Action item:
Write out the records beneath this line exactly as they appear, minus any images.

Data shown:
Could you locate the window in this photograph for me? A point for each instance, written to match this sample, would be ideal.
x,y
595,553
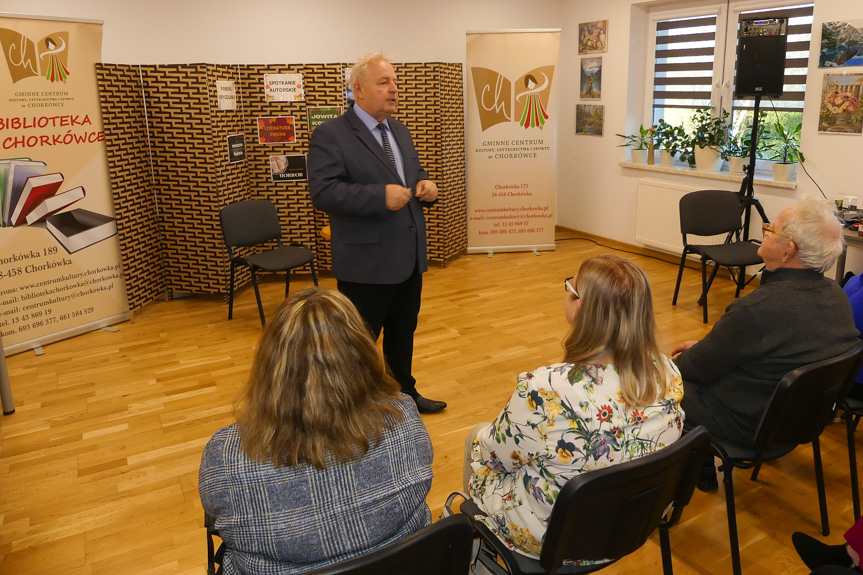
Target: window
x,y
695,64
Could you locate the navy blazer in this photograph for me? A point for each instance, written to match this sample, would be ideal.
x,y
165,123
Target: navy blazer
x,y
348,174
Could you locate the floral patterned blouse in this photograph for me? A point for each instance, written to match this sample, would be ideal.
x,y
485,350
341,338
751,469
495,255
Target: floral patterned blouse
x,y
562,420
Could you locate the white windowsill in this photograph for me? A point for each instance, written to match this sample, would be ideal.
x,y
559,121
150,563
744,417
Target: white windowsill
x,y
762,179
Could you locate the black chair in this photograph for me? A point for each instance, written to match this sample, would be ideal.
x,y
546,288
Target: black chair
x,y
442,548
711,213
214,556
853,409
251,223
802,405
608,513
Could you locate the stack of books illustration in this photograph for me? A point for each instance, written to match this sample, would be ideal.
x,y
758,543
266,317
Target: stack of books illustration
x,y
29,195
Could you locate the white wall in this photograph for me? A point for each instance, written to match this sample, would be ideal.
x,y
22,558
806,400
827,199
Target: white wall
x,y
598,196
290,31
595,194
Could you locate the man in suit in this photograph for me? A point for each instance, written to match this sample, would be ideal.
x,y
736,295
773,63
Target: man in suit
x,y
365,173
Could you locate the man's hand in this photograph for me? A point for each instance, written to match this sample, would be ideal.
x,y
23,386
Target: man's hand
x,y
681,348
397,197
426,191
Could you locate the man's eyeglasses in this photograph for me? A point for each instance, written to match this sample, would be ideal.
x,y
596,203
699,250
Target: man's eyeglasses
x,y
767,229
567,286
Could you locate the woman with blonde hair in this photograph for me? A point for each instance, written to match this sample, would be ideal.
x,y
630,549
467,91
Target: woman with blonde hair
x,y
327,460
614,398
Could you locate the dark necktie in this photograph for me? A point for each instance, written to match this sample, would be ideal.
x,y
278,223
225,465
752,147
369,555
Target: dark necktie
x,y
385,140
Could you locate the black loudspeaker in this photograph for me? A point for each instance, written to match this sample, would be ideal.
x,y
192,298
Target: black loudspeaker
x,y
761,57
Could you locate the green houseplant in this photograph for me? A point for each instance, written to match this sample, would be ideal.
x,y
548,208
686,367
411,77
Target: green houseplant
x,y
784,146
639,142
739,146
671,140
709,137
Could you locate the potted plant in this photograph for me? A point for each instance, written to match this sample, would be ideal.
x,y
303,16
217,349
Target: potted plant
x,y
671,140
639,143
784,145
739,146
710,135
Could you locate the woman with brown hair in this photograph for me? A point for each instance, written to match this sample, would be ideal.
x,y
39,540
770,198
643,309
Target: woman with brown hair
x,y
614,398
327,460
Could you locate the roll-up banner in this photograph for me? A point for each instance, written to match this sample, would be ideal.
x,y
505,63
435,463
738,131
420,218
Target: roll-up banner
x,y
511,139
60,271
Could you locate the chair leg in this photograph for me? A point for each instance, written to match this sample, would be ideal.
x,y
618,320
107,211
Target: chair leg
x,y
819,482
727,470
703,299
679,276
852,463
665,547
231,293
258,297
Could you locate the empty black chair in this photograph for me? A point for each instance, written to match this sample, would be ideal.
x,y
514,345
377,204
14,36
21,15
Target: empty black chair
x,y
803,403
608,513
853,409
251,223
711,213
442,548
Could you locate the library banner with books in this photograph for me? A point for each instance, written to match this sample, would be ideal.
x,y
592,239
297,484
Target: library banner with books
x,y
60,271
511,140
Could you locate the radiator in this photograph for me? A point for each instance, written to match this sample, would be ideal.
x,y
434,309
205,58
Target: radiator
x,y
657,217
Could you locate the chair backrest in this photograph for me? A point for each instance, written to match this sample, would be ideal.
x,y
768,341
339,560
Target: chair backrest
x,y
248,223
710,212
805,401
609,513
443,548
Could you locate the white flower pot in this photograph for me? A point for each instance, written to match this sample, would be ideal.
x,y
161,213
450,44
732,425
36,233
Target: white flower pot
x,y
708,160
784,172
639,156
736,164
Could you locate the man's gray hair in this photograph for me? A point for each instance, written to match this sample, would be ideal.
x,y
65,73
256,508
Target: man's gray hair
x,y
814,227
361,66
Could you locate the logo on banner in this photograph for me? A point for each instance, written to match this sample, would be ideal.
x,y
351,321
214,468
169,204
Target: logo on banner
x,y
524,101
26,58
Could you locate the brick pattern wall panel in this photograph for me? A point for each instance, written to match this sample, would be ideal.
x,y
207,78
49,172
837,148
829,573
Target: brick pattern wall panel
x,y
130,176
231,178
298,217
187,191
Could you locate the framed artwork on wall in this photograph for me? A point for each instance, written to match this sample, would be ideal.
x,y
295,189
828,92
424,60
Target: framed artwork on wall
x,y
841,44
840,104
590,87
589,119
593,37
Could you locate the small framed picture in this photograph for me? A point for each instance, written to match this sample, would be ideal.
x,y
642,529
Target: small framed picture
x,y
593,37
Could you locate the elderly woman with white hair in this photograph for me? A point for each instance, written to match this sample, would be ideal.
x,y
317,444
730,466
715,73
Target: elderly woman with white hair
x,y
794,318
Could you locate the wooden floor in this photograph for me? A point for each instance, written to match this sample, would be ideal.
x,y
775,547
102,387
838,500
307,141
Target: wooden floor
x,y
99,463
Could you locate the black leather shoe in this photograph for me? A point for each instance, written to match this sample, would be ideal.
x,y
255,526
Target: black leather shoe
x,y
707,482
815,554
425,405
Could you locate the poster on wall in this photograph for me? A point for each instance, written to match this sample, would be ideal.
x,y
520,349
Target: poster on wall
x,y
227,94
60,271
591,79
841,44
511,140
288,168
840,104
284,87
276,130
317,115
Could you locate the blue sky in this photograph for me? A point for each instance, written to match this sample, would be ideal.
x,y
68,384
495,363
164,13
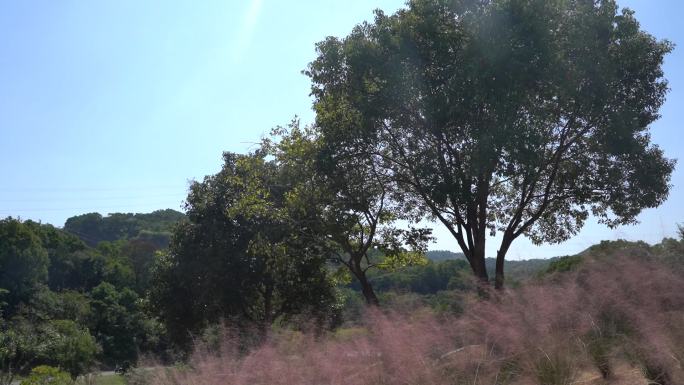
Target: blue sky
x,y
113,106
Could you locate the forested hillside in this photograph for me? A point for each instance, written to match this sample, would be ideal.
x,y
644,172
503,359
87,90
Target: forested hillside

Solved exercise:
Could you locate the window in this photograph for me? A point for each instance, written to match this sample, would be ideal.
x,y
595,553
Target: window
x,y
695,64
Could you locate the navy blazer in this photograph for me? A point for each instance, written to match this sample, would be ideal.
x,y
165,123
Target: navy blazer
x,y
348,174
Could you locate the floral patterned blouse in this photograph for me? A point for each instance, written to match this sample, would be ideal.
x,y
485,350
341,338
751,469
495,255
Target: floral patterned blouse
x,y
562,420
Could you locate the white windowsill in this photograph for me? A point for each instance, written to match this sample, would be ideal.
x,y
559,121
150,563
744,417
Target: white windowsill
x,y
762,179
Could you locate the black chair in this photograph for me? A point for each instance, written to match this sample, would be ideal.
x,y
546,288
Target: black chair
x,y
442,548
711,213
214,556
853,409
251,223
802,405
608,513
Could you locate the stack of books illustration in this photograph for me? A point for each instance, written to match this sample, would be ideal.
x,y
758,543
266,317
Target: stack of books illustration
x,y
29,195
Could you locate the white wall in this photograph for me? A point for each instance, written to match this sample, would be ideal.
x,y
22,558
806,400
827,199
Target: white wall
x,y
598,196
290,31
595,194
Could you locate the man in suit in this photograph for me? A point for each instance, written to match this sample, would be ideal.
x,y
736,295
773,63
Target: man in suit
x,y
365,173
Could you locate the man's hand in this photograph for me? A point for each instance, written to match this sample, would be ideal.
x,y
23,386
Target: man's hand
x,y
681,348
397,197
426,191
Could you locate the man's eyeglasses in this photograph for me? A point for each instance, written to match this sample, would be ideal.
x,y
596,203
699,250
Target: man's eyeglasses
x,y
767,229
567,286
Could you locate the woman with blonde hair in this photograph for me? A point for each instance, written to match this sample, would be ideal.
x,y
630,549
467,91
Target: woman with blonde hair
x,y
327,460
614,398
Could you locate the dark necktie in this photograph for me? A point for each instance, written to match this sample, would be ideal.
x,y
278,223
225,465
752,147
369,555
Target: dark necktie
x,y
385,140
Could you locate the black loudspeaker in this photograph for me? A point for each instance, written to match this sample, would be ideal.
x,y
192,298
Target: black loudspeaker
x,y
761,57
Could you locate the green houseplant in this photograph for me? A point for each instance, written to match this sample, would be ideal.
x,y
548,208
686,367
411,77
Target: green houseplant
x,y
784,146
639,142
739,146
671,140
709,137
Could you locate the potted plant in this photograph for me? A point for each instance, written to match this sample, would be ideal.
x,y
303,16
217,349
Target: potted plant
x,y
671,140
639,143
784,145
739,146
710,135
Could you locate the woman with brown hair in this photograph for me? A point for each instance, written to match this sample, would be ideal.
x,y
39,540
770,198
643,309
Target: woman with brown hair
x,y
614,398
327,460
Could you locate the roll-up banner in this photograph for me? A point for each instance, written to match this sample, would be ideal.
x,y
505,63
435,463
738,131
420,218
Target: roll-up banner
x,y
511,139
60,271
Could you locate the chair leg in this photograph for me? A point for each instance, written to match this sample, would be ideal.
x,y
618,320
107,211
Target: chair leg
x,y
819,482
727,470
703,299
679,276
852,463
665,547
231,293
258,297
Could you locate the empty black chair in this photograph for me? A point for each instance, written to match this sample, would be ideal.
x,y
514,345
377,204
14,36
21,15
Target: empty black chair
x,y
803,403
608,513
853,409
251,223
711,213
442,548
Could you locate the library banner with books in this photograph for me? A point for each instance, written to match this sample, would be ideal.
x,y
592,239
297,484
Target: library banner with books
x,y
60,271
511,140
Could you locate the radiator in this photograph for me? A point for each instance, written to match this sample, would be ideal.
x,y
434,309
205,58
Target: radiator
x,y
657,217
Could you locate the chair backrest in this photograph for me? A point for each instance, written to match this sample, would be ideal.
x,y
768,341
339,560
Target: chair backrest
x,y
248,223
710,212
805,401
609,513
443,548
Could you locate the white flower pot in this photograph for me? A point for each instance, written to match this sample, would be ideal.
x,y
161,213
450,44
732,425
36,233
Target: white flower pot
x,y
708,160
784,172
639,156
736,164
Could you locate the man's gray hair in this photograph for me? A point for each instance, written to match this sample, would be ideal.
x,y
65,73
256,508
Target: man's gray hair
x,y
814,227
361,66
Could you locate the logo on banner in this photograph for me? A point for each instance, written to match this sample, would be ideal.
x,y
351,321
214,468
169,204
Target: logo on banner
x,y
524,101
26,58
Could you locate the brick pattern wall panel in this photograph for me? A point for each instance, written to match this sample, would be ideal.
x,y
207,78
49,172
837,148
829,573
Target: brick pattern wall panel
x,y
130,176
231,178
298,217
187,191
Could you locate the framed artwork on wall in this photograph for me? A point for each instance, written to match this sample, would be ideal.
x,y
295,189
828,92
424,60
Target: framed artwork on wall
x,y
841,44
840,104
590,87
589,119
593,37
Could you locate the small framed picture in this photograph for me? A point for each instance, written to match this sample, would be ideal.
x,y
642,529
Target: small framed picture
x,y
593,37
Could you locate the elderly woman with white hair in this photograph for me? A point for each instance, written to match this sample, would be ideal.
x,y
317,444
730,466
715,73
Target: elderly woman with white hair
x,y
794,318
Could you locate the wooden floor in this photograph for me? A point for each instance, written to match this sample, would be ideal.
x,y
775,547
102,387
838,500
307,141
Target: wooden floor
x,y
99,463
Could you locate the black leather shoe in this photograph for me? A point for each instance, written to match this sample, would be ideal.
x,y
255,526
Target: black leather shoe
x,y
707,482
815,554
425,405
Could you locate the poster on wall in this photograph for me? A point for each instance, written to match this sample, would be ideal.
x,y
520,349
Target: poster on wall
x,y
227,94
60,271
591,79
841,44
511,140
288,168
840,104
284,87
276,130
317,115
Could you locate the blue sky in this photograph for me? A point for each instance, written to match this sample, would be ideal.
x,y
68,384
495,363
164,13
Target: blue sky
x,y
113,106
Could you locate the forested hillside in this photograph for me? A point for each instance, written to match this sample, would be ideal.
x,y
644,172
503,359
87,90
Target: forested hillside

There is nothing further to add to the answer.